Goal: Edit the records below by swapping every "white curtain" for "beige curtain" and keeping everything else the same. Leave the pictures out of your answer.

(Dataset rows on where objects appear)
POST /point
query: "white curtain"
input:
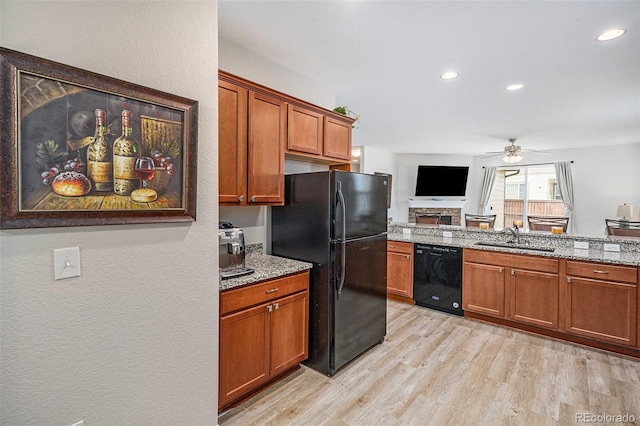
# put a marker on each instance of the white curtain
(484, 206)
(565, 186)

Answer in full:
POST /point
query: "beige curtain"
input:
# put a marker on each instance of the beige curtain
(484, 206)
(565, 186)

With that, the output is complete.